▸ EXERCISE A: According to the post about Linh, how many other people were on the small fishing boat that she boarded?
▸ EXERCISE B: Return the passage of the post about Linh from "Today I decided" up to and including "from her home.".

▸ DOCUMENT TEXT:
(begin)

4.14.2010

A Woman of Strength

Today I decided to treat myself to a much needed manicure/pedicure.

The woman who did my nails was named Linh.

As she worked, we enjoyed a nice conversation about our children and our lives. I told her that this weekend I am getting together with a group of my closest friends from my childhood. She looked a little sad, and told me that she doesn't see her friends from school anymore, because they are all in Vietnam. I asked how she ended up here, in New Jersey, so far away from her home.

The story she told me blew me away.

In 1975 when Linh was 18 she lived in South Vietnam during the fall of Saigon. She told me how horribly her people were treated under the Communist rule, and how she, her brother and sister decided to flee the country. (Leaving their parents and sisters behind.) They hid in the jungle until they found a way to get on a small fishing boat with 72 other people.

(end)

Entries pointing to named objects:
(begin)

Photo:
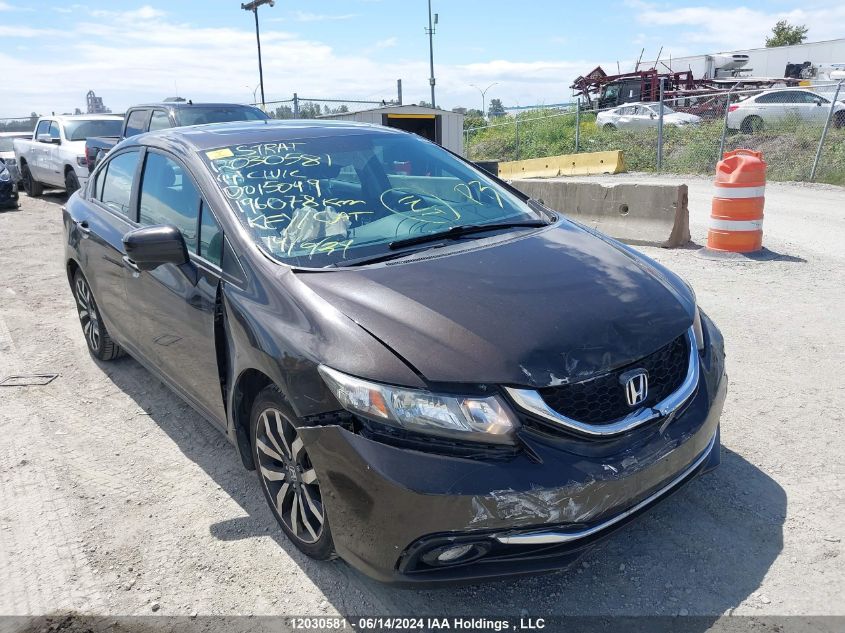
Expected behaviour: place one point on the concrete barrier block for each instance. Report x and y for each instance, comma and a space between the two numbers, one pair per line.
586, 164
630, 212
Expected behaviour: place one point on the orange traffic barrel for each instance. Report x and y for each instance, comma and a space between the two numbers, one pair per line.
736, 219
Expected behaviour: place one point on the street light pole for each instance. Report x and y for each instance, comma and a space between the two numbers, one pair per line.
484, 96
253, 6
430, 31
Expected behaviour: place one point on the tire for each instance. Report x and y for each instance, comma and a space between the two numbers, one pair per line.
71, 182
97, 337
280, 460
751, 124
32, 187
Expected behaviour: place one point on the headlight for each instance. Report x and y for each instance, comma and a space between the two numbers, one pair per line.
460, 417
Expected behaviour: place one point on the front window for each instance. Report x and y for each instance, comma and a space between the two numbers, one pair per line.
218, 114
7, 143
321, 201
82, 130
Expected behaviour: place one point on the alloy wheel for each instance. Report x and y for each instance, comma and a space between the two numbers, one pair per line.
88, 315
289, 477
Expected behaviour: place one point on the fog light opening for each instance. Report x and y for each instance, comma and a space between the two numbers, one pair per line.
446, 555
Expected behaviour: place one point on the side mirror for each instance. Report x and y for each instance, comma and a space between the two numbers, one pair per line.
152, 246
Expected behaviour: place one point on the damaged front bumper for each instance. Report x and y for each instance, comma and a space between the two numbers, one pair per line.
392, 510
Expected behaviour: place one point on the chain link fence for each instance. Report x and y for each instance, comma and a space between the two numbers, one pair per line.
308, 108
800, 131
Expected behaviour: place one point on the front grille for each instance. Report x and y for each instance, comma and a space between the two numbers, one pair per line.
601, 400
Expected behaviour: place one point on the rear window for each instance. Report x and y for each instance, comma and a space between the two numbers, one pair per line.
82, 129
199, 115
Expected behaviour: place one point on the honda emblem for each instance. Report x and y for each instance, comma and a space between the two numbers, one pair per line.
635, 383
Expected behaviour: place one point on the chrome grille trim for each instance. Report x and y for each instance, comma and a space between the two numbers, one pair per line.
531, 401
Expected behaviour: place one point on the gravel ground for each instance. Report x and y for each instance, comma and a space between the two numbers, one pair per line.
116, 498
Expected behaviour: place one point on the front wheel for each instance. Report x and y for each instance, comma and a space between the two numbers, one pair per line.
71, 182
287, 475
32, 187
97, 337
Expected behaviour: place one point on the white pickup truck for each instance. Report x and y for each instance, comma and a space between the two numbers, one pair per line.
55, 155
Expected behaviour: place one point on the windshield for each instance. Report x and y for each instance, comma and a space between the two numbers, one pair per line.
7, 142
218, 114
319, 201
81, 130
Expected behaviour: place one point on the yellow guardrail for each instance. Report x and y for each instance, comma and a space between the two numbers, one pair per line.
565, 165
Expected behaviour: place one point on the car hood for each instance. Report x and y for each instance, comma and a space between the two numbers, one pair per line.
683, 116
557, 306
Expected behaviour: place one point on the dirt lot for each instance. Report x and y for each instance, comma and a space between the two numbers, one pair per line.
116, 498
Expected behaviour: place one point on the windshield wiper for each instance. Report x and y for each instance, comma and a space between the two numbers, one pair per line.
463, 229
371, 259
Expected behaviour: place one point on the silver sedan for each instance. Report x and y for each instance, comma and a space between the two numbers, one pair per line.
642, 115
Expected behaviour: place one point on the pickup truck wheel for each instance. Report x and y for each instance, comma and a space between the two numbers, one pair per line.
97, 337
71, 182
32, 187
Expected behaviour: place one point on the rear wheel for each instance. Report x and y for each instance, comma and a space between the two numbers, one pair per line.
287, 475
97, 337
32, 187
71, 182
751, 125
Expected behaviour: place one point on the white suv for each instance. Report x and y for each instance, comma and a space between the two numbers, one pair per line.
776, 106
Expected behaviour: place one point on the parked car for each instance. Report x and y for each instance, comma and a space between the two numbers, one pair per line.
642, 115
159, 116
432, 375
7, 151
8, 188
772, 107
54, 156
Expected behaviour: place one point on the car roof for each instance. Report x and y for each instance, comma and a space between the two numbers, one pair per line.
83, 117
177, 105
214, 135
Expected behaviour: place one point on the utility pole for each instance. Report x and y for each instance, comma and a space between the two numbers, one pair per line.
430, 31
484, 97
253, 6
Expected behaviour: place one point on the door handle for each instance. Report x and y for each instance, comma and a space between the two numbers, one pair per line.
83, 227
131, 265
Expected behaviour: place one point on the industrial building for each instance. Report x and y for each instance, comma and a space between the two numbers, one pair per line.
827, 57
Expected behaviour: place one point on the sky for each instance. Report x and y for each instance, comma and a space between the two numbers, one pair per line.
130, 52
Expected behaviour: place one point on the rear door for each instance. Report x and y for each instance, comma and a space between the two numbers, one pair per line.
106, 219
174, 306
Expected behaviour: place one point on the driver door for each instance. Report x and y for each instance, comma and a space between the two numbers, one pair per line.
174, 306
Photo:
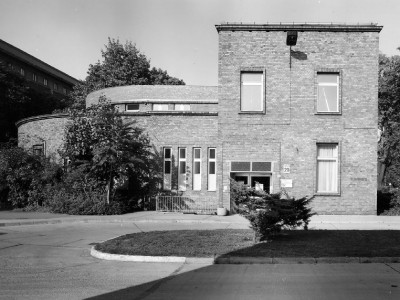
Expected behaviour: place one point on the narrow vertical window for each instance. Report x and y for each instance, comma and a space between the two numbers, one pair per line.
212, 174
167, 168
327, 168
182, 169
197, 169
251, 93
328, 92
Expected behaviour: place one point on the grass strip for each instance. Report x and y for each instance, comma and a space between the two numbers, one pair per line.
226, 242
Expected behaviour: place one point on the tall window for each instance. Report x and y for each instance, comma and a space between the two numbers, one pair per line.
212, 174
197, 169
160, 106
328, 92
182, 106
327, 168
167, 168
251, 97
182, 169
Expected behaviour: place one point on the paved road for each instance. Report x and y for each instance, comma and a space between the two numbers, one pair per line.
53, 262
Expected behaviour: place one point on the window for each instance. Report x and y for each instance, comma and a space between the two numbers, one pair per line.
38, 149
167, 168
132, 107
251, 97
328, 92
160, 106
197, 169
182, 169
327, 168
212, 174
182, 106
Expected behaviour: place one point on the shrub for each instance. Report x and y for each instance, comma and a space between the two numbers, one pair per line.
270, 213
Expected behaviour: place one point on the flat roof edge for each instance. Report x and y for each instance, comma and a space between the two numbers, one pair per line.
327, 27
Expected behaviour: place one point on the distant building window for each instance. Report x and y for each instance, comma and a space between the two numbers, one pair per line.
182, 106
251, 93
212, 174
182, 169
327, 168
328, 92
38, 149
167, 168
197, 169
160, 106
132, 107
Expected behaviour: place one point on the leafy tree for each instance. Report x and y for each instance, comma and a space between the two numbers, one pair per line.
121, 65
112, 151
389, 120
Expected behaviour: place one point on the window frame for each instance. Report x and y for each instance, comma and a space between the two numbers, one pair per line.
255, 70
212, 178
329, 71
197, 176
167, 177
132, 110
337, 159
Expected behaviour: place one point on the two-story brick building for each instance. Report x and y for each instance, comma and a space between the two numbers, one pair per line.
295, 108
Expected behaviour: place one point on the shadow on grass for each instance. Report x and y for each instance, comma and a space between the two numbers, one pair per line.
326, 243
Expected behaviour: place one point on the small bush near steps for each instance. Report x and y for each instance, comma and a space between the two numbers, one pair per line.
270, 213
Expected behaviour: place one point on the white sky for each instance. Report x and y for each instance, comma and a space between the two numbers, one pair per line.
176, 35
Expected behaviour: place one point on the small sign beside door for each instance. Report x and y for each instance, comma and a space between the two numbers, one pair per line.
286, 168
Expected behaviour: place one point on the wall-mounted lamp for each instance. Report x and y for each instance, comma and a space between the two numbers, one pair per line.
291, 40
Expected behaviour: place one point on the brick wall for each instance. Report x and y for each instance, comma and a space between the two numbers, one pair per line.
289, 130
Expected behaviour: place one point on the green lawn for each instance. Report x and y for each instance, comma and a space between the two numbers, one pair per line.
295, 243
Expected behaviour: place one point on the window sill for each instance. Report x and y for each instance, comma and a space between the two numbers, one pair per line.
252, 113
327, 194
328, 113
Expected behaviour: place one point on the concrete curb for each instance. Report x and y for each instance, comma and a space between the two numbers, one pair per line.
243, 260
58, 221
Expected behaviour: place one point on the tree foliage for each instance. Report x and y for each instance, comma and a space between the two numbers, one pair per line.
113, 152
389, 120
121, 65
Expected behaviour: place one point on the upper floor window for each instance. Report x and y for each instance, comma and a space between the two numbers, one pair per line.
251, 92
160, 106
328, 93
182, 106
132, 107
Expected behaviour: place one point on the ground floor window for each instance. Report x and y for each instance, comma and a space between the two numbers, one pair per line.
197, 169
327, 168
167, 168
261, 182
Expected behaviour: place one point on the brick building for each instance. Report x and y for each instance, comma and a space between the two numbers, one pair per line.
39, 74
295, 108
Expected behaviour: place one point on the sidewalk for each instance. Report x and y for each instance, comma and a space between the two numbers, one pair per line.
318, 222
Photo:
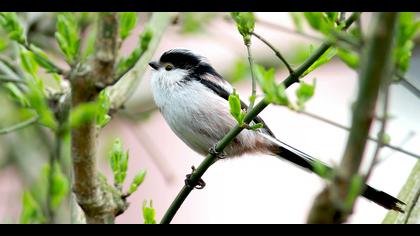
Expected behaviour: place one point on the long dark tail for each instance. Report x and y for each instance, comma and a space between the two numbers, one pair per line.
301, 159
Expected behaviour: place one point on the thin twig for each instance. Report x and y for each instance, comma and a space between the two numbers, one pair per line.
19, 126
342, 17
254, 82
153, 151
277, 52
404, 141
407, 84
7, 79
333, 123
381, 134
288, 30
212, 158
412, 205
333, 204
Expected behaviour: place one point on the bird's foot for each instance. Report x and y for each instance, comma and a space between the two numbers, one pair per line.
200, 183
219, 155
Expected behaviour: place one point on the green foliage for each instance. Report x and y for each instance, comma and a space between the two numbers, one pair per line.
119, 163
325, 58
128, 21
34, 199
240, 71
11, 24
297, 20
321, 169
137, 181
304, 93
126, 63
103, 105
350, 58
386, 138
193, 22
31, 211
16, 94
355, 189
406, 30
38, 101
324, 22
83, 114
245, 22
87, 112
42, 59
149, 213
235, 107
67, 36
274, 93
90, 43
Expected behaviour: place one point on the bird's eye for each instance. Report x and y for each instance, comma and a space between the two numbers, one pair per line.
168, 67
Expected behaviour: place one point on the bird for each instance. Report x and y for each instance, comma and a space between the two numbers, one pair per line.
193, 99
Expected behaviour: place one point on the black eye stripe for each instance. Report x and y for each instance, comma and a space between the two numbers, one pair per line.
168, 67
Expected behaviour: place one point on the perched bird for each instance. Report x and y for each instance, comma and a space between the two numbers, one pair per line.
193, 99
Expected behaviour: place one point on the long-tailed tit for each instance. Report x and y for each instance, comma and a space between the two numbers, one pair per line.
193, 99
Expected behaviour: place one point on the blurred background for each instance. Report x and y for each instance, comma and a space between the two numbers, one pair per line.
249, 189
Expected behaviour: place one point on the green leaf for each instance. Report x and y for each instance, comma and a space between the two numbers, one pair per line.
406, 30
11, 24
90, 43
281, 96
322, 22
67, 36
274, 93
332, 16
386, 138
304, 93
256, 126
31, 210
128, 62
60, 186
3, 44
297, 20
42, 59
38, 101
17, 94
128, 21
321, 169
235, 106
355, 189
146, 37
137, 181
245, 22
83, 113
119, 162
350, 58
104, 104
326, 57
149, 213
28, 62
240, 71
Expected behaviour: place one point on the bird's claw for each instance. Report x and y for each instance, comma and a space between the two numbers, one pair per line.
219, 155
200, 183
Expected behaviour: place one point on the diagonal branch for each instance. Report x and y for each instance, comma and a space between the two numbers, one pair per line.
19, 126
277, 52
212, 158
335, 203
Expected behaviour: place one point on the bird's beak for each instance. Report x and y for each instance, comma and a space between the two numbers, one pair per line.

(end)

▸ TASK RESULT A: 72 other people

▸ TASK RESULT B:
Today I decided to treat myself to a much needed manicure/pedicure.

The woman who did my nails was named Linh.

As she worked, we enjoyed a nice conversation about our children and our lives. I told her that this weekend I am getting together with a group of my closest friends from my childhood. She looked a little sad, and told me that she doesn't see her friends from school anymore, because they are all in Vietnam. I asked how she ended up here, in New Jersey, so far away from her home.